(Boundary labeling listing)
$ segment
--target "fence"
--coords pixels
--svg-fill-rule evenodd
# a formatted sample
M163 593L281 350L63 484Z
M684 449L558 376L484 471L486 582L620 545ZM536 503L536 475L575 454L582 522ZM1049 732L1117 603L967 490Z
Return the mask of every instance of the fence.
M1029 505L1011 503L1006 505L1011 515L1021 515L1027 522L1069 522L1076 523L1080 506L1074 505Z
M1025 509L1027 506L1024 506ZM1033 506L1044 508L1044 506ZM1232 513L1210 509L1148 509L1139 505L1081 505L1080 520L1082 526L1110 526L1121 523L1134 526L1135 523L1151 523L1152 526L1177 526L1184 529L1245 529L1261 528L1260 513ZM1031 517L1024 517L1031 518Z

Exercise requirements: Render the listing as a numbered list, beginning at its first line and stopping after the line that contains "M1029 505L1011 503L1006". Skip any blank lines.

Expected answer:
1. $ segment
2. --target "fence"
3. --coords pixels
4. --svg-fill-rule evenodd
5. # a formatted sample
6. M163 593L281 350L63 484Z
7. M684 449L558 376L484 471L486 582L620 545ZM536 503L536 475L575 454L582 522ZM1049 732L1117 603L967 490Z
8. Return the mask of every instance of the fence.
9. M1029 505L1011 503L1006 505L1011 515L1021 515L1027 522L1069 522L1076 523L1080 506L1074 505Z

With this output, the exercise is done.